[START DATASET ENTRIES]

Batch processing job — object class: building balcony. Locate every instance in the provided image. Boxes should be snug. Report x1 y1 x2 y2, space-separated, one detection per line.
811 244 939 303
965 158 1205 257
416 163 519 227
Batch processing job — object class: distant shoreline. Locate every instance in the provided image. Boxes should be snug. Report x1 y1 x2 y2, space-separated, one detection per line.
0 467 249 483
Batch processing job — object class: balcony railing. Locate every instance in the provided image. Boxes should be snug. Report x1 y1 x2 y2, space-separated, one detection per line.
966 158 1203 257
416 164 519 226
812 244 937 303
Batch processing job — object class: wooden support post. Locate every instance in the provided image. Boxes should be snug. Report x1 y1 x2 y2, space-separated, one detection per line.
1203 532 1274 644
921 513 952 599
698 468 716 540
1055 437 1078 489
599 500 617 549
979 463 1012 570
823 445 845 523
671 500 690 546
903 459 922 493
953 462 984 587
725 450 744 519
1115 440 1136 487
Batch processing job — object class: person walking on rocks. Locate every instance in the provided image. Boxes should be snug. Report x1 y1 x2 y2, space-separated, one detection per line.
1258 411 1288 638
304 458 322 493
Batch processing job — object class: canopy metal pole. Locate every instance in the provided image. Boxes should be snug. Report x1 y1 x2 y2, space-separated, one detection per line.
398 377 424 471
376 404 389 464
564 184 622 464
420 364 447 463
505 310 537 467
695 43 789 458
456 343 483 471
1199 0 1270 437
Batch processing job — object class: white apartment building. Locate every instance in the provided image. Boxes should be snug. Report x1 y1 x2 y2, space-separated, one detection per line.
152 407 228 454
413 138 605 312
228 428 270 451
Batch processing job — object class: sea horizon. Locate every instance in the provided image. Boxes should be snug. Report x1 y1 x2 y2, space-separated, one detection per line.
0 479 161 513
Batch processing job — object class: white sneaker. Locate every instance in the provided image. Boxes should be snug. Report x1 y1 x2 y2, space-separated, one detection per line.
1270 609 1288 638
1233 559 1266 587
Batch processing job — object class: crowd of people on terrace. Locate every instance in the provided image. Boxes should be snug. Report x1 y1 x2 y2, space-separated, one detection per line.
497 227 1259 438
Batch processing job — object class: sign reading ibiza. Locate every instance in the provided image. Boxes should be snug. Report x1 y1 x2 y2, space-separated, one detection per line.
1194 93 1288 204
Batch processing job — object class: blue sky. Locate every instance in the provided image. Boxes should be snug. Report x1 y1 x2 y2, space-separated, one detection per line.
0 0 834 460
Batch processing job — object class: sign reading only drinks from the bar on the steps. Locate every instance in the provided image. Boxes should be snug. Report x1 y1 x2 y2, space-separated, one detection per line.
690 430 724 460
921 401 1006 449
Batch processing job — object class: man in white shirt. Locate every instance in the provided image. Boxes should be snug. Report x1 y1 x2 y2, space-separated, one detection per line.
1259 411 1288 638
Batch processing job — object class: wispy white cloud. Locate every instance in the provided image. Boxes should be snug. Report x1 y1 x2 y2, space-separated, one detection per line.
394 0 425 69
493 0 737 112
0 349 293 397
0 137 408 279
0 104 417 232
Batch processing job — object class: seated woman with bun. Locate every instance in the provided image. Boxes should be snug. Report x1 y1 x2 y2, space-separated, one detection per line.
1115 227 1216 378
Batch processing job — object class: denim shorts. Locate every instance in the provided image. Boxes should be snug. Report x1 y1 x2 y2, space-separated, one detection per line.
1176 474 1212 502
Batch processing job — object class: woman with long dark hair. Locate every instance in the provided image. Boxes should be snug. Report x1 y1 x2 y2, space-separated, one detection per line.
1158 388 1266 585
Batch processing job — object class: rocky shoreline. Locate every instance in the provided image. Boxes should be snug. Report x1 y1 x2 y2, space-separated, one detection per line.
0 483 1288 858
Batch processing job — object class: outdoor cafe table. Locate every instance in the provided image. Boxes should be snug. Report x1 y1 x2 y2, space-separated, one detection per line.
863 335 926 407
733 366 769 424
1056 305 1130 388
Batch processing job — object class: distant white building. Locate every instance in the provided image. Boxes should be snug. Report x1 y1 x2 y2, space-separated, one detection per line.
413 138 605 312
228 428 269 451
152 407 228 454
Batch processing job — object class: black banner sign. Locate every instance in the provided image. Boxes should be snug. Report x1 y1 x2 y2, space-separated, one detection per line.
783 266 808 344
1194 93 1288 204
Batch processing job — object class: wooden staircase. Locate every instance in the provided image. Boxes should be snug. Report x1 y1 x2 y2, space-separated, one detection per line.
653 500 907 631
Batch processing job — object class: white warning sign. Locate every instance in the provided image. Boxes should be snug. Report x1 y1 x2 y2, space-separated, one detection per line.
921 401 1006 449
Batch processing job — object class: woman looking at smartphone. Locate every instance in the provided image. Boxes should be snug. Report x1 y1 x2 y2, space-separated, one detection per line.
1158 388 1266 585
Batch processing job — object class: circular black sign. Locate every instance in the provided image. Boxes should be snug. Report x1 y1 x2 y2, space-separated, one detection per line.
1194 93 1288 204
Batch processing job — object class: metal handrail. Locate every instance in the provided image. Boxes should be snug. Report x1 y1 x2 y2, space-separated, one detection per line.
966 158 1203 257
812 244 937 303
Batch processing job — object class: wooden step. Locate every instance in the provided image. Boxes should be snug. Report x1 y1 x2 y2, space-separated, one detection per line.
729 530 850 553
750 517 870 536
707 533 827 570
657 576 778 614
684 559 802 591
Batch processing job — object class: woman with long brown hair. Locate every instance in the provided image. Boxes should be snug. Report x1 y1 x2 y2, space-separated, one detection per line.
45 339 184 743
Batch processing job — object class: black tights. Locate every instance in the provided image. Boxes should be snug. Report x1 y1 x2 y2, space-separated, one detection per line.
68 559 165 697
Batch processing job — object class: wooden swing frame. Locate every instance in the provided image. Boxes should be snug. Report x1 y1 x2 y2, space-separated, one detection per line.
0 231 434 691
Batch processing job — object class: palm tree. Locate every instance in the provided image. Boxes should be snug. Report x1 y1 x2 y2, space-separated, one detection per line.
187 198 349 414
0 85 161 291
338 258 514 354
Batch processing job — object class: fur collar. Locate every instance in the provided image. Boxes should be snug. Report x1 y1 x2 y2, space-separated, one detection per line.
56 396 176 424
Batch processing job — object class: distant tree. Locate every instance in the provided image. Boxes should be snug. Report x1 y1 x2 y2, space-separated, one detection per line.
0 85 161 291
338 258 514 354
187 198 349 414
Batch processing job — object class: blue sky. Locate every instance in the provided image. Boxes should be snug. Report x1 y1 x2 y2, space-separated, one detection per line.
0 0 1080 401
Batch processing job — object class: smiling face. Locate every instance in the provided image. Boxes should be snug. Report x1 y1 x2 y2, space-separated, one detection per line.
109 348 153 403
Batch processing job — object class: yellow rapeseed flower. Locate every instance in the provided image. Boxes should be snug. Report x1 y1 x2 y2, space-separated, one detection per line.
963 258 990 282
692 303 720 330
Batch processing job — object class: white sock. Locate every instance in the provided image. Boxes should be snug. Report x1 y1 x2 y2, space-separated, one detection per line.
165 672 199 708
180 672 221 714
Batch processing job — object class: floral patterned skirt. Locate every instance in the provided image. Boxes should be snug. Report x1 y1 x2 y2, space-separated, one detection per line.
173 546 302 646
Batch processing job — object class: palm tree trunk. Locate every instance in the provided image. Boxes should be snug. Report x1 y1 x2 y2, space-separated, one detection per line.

[END DATASET ENTRIES]

_TASK PROMPT_
Put every line of the items above into a numbered list, leaving out any blank lines.

_COMPLETED TASK_
1. Batch processing job — object class: building balcony. Locate every instance in the provided image. Boxes should be snug. Report x1 y1 x2 y2, space-separated, one detection per line.
2. 811 244 939 303
3. 965 158 1205 257
4. 416 163 519 227
5. Batch processing job — object class: distant shoreline. Locate every instance in the provided image. Boxes should be snug. Report x1 y1 x2 y2, space-separated, one detection per line.
6. 0 467 249 483
7. Batch processing job — object class: balcony railing. Locate every instance in the provided image. Boxes should be snug. Report x1 y1 x2 y2, space-separated, one detection per line.
8. 966 158 1203 257
9. 416 164 519 226
10. 812 244 937 303
11. Batch processing job — object class: wooden support post. Locate every instance in the provided image. Boxes should be snug. Report x1 y1 x2 y2, space-separated, one detection per line.
12. 1203 532 1274 644
13. 921 513 952 599
14. 698 468 716 540
15. 1055 437 1078 489
16. 599 500 617 549
17. 979 463 1012 570
18. 823 445 845 523
19. 671 500 690 546
20. 903 459 922 493
21. 953 462 984 587
22. 725 450 744 519
23. 1115 440 1136 487
24. Batch processing job — object class: person walking on rocks. Locate every instance in the provided image. Boxes should be snug. Report x1 y1 x2 y2, space-separated, one detection per line.
25. 1258 411 1288 638
26. 304 458 322 493
27. Batch processing job — object class: canopy metal pole. Locate every instance in the provided image. Boxes should be snug. Report x1 y1 x2 y2, space-separated, one detection per line.
28. 398 377 424 471
29. 376 404 389 464
30. 564 184 622 464
31. 420 364 447 463
32. 505 310 537 467
33. 695 43 789 458
34. 456 343 483 471
35. 1199 0 1270 437
36. Batch processing job — object class: white apartment building. Locate every instance in the provided image. Boxes should be snug. Report x1 y1 x2 y2, space-separated, one detection per line.
37. 152 407 228 454
38. 413 138 605 312
39. 228 428 270 451
40. Batch processing job — object class: sea horizon. Locate every instance in the provided image. Boxes should be snug. Report x1 y1 x2 y2, space-separated, one detection per line.
41. 0 479 161 513
42. Batch processing job — object class: white sneaker. Locate every instance in the provided image. Boxes should be snug. Report x1 y1 x2 y2, space-separated, one detection per line.
43. 1270 609 1288 638
44. 1233 559 1266 587
45. Batch processing job — object class: crowd of people on terrace. Locate every instance in the provided image. Boxes should be snug. Report x1 y1 x2 y2, space-separated, one detection per line.
46. 497 227 1259 438
47. Batch processing job — object class: sign reading ibiza. Locate every instance in the provided image. Boxes should be snug. Report x1 y1 x2 y2, space-separated, one detection per line.
48. 1194 93 1288 204
49. Batch processing job — object class: blue sky. Locate every instance in the provided image. Boxes should be snug. Report x1 y1 x2 y2, space-separated, one detection per line.
50. 0 0 834 460
51. Batch processing job — object class: sign reading only drinks from the bar on the steps. Locate every instance in the provided image. Boxes should be snug. Report x1 y1 x2 y2, space-separated, one detection per line.
52. 690 430 724 460
53. 921 401 1006 449
54. Batch processing job — object class: man in white shirt. Locate every instance in the provided image. Boxes should be snug. Report x1 y1 x2 y2, space-separated, one detection per line.
55. 1259 411 1288 638
56. Batch processing job — object class: wispy white cloud. Locate every instance in the provided image. Boxes should be snug. Report x1 y1 x2 y2, space-separated, one detection per line.
57. 394 0 425 69
58. 493 0 737 112
59. 0 349 293 397
60. 0 137 408 279
61. 0 104 417 232
62. Batch processing job — object class: seated woman with bun. Locate every instance in the provided image. Boxes should be snug. Report x1 y1 x2 y2, space-separated, one detection per line.
63. 1115 227 1216 378
64. Batch processing job — object class: denim shorts. Locate every instance in the provided image. Boxes should be snug. Report x1 y1 x2 y2, space-separated, one detection per line.
65. 1176 474 1212 502
66. Batch processing job — object class: woman with long dark hair. Locate every instance in the provided image. Boxes should be snug. Report x1 y1 x2 y2, space-separated, one detection per line.
67. 1158 388 1266 585
68. Batch processing job — object class: rocky shoreline. Locate every instance in the provided image. Boxes should be snug. Report x1 y1 x2 y2, space-separated, one detection per line.
69. 0 483 1288 858
70. Batch processing job — object class: outdoor cafe table. Locate every instance in the provided image. Boxes should be snug. Report x1 y1 x2 y2, space-separated, one detection per line.
71. 863 335 926 407
72. 733 366 769 424
73. 1056 305 1130 388
74. Batch processing job — object class: distant white building. Locate every instance in the provided image. Boxes should be snug. Report x1 y1 x2 y2, space-separated, one detection per line.
75. 413 138 605 312
76. 228 428 269 451
77. 152 407 228 454
78. Batch processing job — object class: black banner sign. Locate every instance in the provided image. Boxes should be snug. Report x1 y1 x2 y2, space-separated, one detection per line.
79. 783 266 808 344
80. 1194 93 1288 204
81. Batch processing job — object class: wooden staircase. Locate every instance in the provided image. Boxes should be snug. Report x1 y1 x2 y2, space-separated, one detection per line.
82. 653 500 907 631
83. Batch processing job — object class: white warning sign. Locate every instance in the provided image. Boxes should be snug. Report x1 y1 x2 y2, space-separated, one detection per line.
84. 921 401 1006 449
85. Batch processing job — object class: woman looking at smartphone. Locate every instance in the provided image. Boxes should be snug. Report x1 y1 x2 y2, space-separated, one detection per line.
86. 1158 388 1266 585
87. Batch processing job — object class: circular black sign. Locate every instance in the provided image. Boxes should be snug. Report x1 y1 x2 y2, space-separated, one detection per line.
88. 1194 93 1288 204
89. Batch processing job — object class: metal handrail. Locate every instance in the provided image. Boxes should be snug. Report x1 y1 x2 y2, space-separated, one detection per line.
90. 966 158 1203 257
91. 812 244 937 303
92. Batch processing job — object class: wooden step. Locate every instance in the provided image. Boxes should be snug. Report x1 y1 x2 y2, space-separated, one detection per line.
93. 729 530 850 553
94. 750 517 870 536
95. 707 533 827 570
96. 657 576 778 614
97. 684 559 802 591
98. Batch processing job — object class: woman with long brown hair. Locate every instance in the provided image. Boxes should be snug. Report x1 y1 x2 y2, space-separated, one detection per line.
99. 45 339 184 743
100. Batch processing job — object class: black tights. Locate every instance in the provided image. Boxes should be snug. Report x1 y1 x2 y2, space-separated, one detection per line.
101. 68 559 165 697
102. Batch processing job — object class: wooden swing frame. Locate every instance in the provided image. Boxes should be snug. Report x1 y1 x2 y2, space-separated, one detection per line.
103. 0 231 434 691
104. Batch processing job — object class: palm tree. Locate every instance in the provided image. Boxes should be snug. Report x1 y1 x2 y2, space-separated, one detection per line.
105. 187 198 349 414
106. 0 85 161 291
107. 338 258 514 354
108. Batch processing job — object class: fur collar. Locate every instance in the provided image. Boxes should be snug. Report x1 y1 x2 y2, space-separated, one detection per line.
109. 56 396 176 424
110. Batch processing job — object class: distant tree. Locate every instance in the provided image. Boxes should be snug. Report x1 y1 x2 y2, space-separated, one detection per line.
111. 0 85 161 291
112. 338 258 514 354
113. 187 198 349 414
114. Batch processing job — object class: blue sky. Locate every instance in the provided image. Boxes should be snug. Report x1 y1 x2 y2, space-separated, one detection per line.
115. 0 0 1080 401
116. Batch processing job — object class: smiling face. Locate every instance in the provided image. Boxes should be snug. Report x1 y1 x2 y2, space-separated, one detection per line.
117. 109 348 153 403
118. Batch processing job — object class: yellow rapeseed flower. Locate every instance in the provided image. Boxes should be snug. Report x1 y1 x2 y2, space-separated, one detection per line.
119. 963 258 990 282
120. 692 303 720 330
121. Batch processing job — object class: white sock. Locate every instance in the provided image. Boxes should be snug. Report x1 y1 x2 y2, space-separated, one detection per line.
122. 165 672 199 708
123. 180 672 221 714
124. Batch processing job — object class: floral patterned skirt. Locate every instance in the provided image. Boxes should be snug. Report x1 y1 x2 y2, space-separated, one detection per line.
125. 173 546 302 646
126. Batch processing job — object class: palm tree trunk. Locate every instance in the provided image. Boxes should be snug. Report x1 y1 x2 y2, space-separated, one detection per line.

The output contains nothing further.